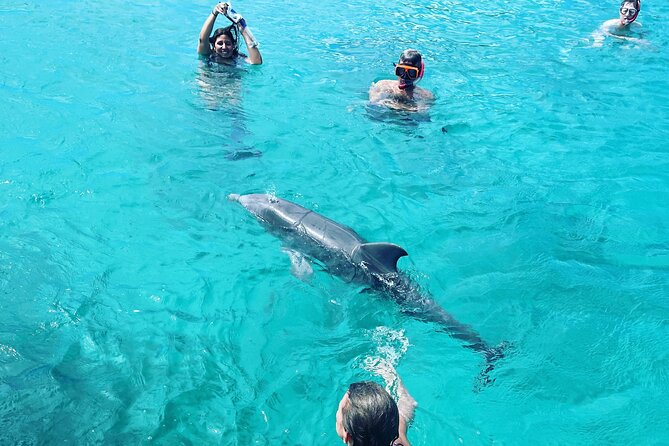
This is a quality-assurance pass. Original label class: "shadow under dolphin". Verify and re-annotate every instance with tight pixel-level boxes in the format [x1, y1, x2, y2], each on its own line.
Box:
[228, 194, 507, 385]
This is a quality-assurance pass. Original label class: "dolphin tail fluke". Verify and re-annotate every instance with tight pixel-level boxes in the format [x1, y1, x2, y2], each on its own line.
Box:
[474, 341, 510, 391]
[359, 243, 409, 274]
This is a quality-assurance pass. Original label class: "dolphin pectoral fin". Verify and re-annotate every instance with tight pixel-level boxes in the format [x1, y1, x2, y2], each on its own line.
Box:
[282, 248, 314, 282]
[358, 243, 409, 274]
[474, 341, 510, 392]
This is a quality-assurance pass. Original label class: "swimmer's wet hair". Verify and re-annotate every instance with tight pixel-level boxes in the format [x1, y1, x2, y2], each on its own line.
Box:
[209, 24, 239, 56]
[342, 381, 400, 446]
[620, 0, 641, 11]
[400, 49, 423, 68]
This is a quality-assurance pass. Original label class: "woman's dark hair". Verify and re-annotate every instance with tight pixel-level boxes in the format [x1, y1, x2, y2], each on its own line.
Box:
[342, 381, 400, 446]
[620, 0, 641, 11]
[209, 24, 239, 57]
[400, 50, 423, 68]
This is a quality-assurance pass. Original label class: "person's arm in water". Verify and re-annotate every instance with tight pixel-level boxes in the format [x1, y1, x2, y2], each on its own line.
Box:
[375, 363, 418, 446]
[197, 3, 227, 56]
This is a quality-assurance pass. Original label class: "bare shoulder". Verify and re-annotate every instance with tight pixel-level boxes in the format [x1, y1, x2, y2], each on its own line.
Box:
[419, 88, 434, 101]
[370, 79, 397, 91]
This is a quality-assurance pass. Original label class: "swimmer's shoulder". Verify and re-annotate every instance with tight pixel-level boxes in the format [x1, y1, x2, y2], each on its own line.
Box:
[370, 79, 397, 91]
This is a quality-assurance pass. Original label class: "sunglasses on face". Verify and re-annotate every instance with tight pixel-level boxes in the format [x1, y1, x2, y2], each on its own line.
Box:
[395, 64, 420, 79]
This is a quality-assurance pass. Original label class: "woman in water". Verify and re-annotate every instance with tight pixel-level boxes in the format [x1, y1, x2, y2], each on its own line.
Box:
[335, 365, 416, 446]
[369, 50, 434, 111]
[593, 0, 644, 46]
[197, 2, 262, 65]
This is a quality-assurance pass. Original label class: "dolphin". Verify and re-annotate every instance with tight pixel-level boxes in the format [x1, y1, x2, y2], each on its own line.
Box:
[228, 194, 504, 372]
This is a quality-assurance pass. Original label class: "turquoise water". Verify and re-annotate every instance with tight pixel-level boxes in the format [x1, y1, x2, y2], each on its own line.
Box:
[0, 0, 669, 446]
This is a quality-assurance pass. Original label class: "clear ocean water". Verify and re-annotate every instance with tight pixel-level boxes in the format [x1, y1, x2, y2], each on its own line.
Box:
[0, 0, 669, 446]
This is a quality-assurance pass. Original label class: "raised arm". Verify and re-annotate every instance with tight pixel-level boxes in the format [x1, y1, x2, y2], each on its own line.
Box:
[197, 3, 227, 56]
[395, 375, 418, 446]
[237, 23, 262, 65]
[373, 361, 418, 446]
[223, 3, 262, 65]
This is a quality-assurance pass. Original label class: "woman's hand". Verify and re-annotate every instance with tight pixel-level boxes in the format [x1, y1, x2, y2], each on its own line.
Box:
[211, 2, 230, 15]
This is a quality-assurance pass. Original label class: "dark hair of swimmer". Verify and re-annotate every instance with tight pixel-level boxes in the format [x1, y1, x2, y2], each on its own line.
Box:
[209, 24, 239, 57]
[342, 381, 400, 446]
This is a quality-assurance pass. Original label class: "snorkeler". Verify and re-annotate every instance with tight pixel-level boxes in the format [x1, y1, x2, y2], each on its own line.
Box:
[593, 0, 645, 46]
[369, 50, 434, 111]
[335, 365, 417, 446]
[197, 2, 262, 65]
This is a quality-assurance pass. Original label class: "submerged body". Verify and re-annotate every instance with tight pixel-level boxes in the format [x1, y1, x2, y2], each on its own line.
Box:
[229, 194, 501, 362]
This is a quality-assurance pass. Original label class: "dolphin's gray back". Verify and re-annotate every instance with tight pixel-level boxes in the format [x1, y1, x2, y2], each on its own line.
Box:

→ **Problem to work on**: Return every line of the listing above that contains the string "fluke".

→ **Exercise answer**:
This is a quality-assurance pass. Original label class: "dolphin tail fluke". Verify and re-annotate every instance with tight pixel-level boxes in the format [x1, y1, x2, y2], each on its own line.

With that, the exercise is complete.